# All Slavic languages: genitive after negated verbs



## jazyk

I'd like to know which Slavic languages require that a genitive be used after a negated verb. I already know that Polish does and Russian also does in most cases, but Czech doesn't (except for some set phrases) and Macedonian doesn't either for lack of a genitive . I'd appreciate a translation of my example in the affirmative and in the negative. 

English: I eat meat./I don't eat meat.
Polish: Jem mięso./Nie jem mięsa.
Czech? Jím maso./Nejím maso.
Russian: Я ем мясо./Я не ем мяса.
Macedonian: Jадам месо./Не jадам месо.

Thank you all.


----------



## Irbis

Slovenian: Jem meso. / Ne jem mesa.


----------



## dudasd

Serbian doesn't require genitive in negation when the positive sentence is made with accusative. But there are many cases where genitive and accusative give different meanings.

Examples:
Jedem meso. / Ne jedem meso. (accusative)

Hoću meso. / Neću meso. (accusative); meaning: I want meat / I don't want meat.
Hoću mesa. / Neću mesa. (genitive); this could be used, for example, if you are asked: "Hoćeš li mesa?" "Do you want some meat?" - and you answer: "Neću mesa, hoću kupusa." (I don't want meat, I want some cabbage.)

Imam novca. / Nemam novca. (genitive); meaning: I have (any amount) of money / I don't have (any) money.
Imam novac. / Nemam novac. (accusative); meaning: I have / don't have defined money, concerning amount, or moment, or place. (Like: I don't have money with me at the moment, or I haven't received my salary yet, etc.)

### Raw data

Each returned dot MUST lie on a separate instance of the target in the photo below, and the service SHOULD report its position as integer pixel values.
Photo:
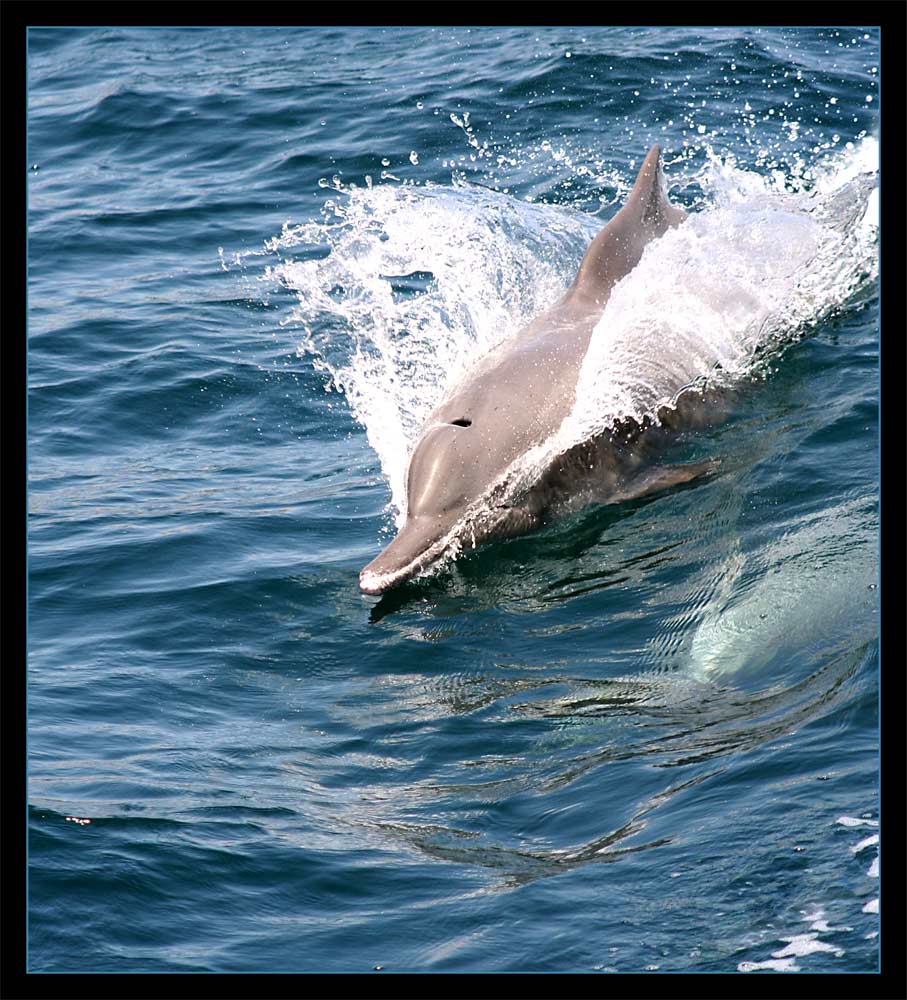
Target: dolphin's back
(646, 215)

### Task instructions
1. Does each statement agree with the forum thread on genitive after negation? Answer yes or no for each, and quote the deciding words. (a) Czech generally takes the genitive after a negated verb. (b) In Slovenian, the negative sentence puts "meat" in the form "mesa." (c) Serbian requires the genitive in negation when the positive sentence uses the accusative.
2. Set down the passage of the forum thread on genitive after negation between "# All Slavic" and "mięso./Nie jem mięsa.", inclusive, copying its words precisely.
3. Which Slavic languages does the forum thread on genitive after negation give example sentences for? List every one.
Answer from the forum thread alone.

### Task solutions
1.
(a) No: "but Czech doesn't (except for some set phrases)"
(b) Yes: "Ne jem mesa."
(c) No: "Serbian doesn't require genitive in negation when the positive sentence is made with accusative"

2.
# All Slavic languages: genitive after negated verbs



## jazyk

I'd like to know which Slavic languages require that a genitive be used after a negated verb. I already know that Polish does and Russian also does in most cases, but Czech doesn't (except for some set phrases) and Macedonian doesn't either for lack of a genitive . I'd appreciate a translation of my example in the affirmative and in the negative. 

English: I eat meat./I don't eat meat.
Polish: Jem mięso./Nie jem mięsa.

3. Polish, Czech, Russian, Macedonian, Slovenian, Serbian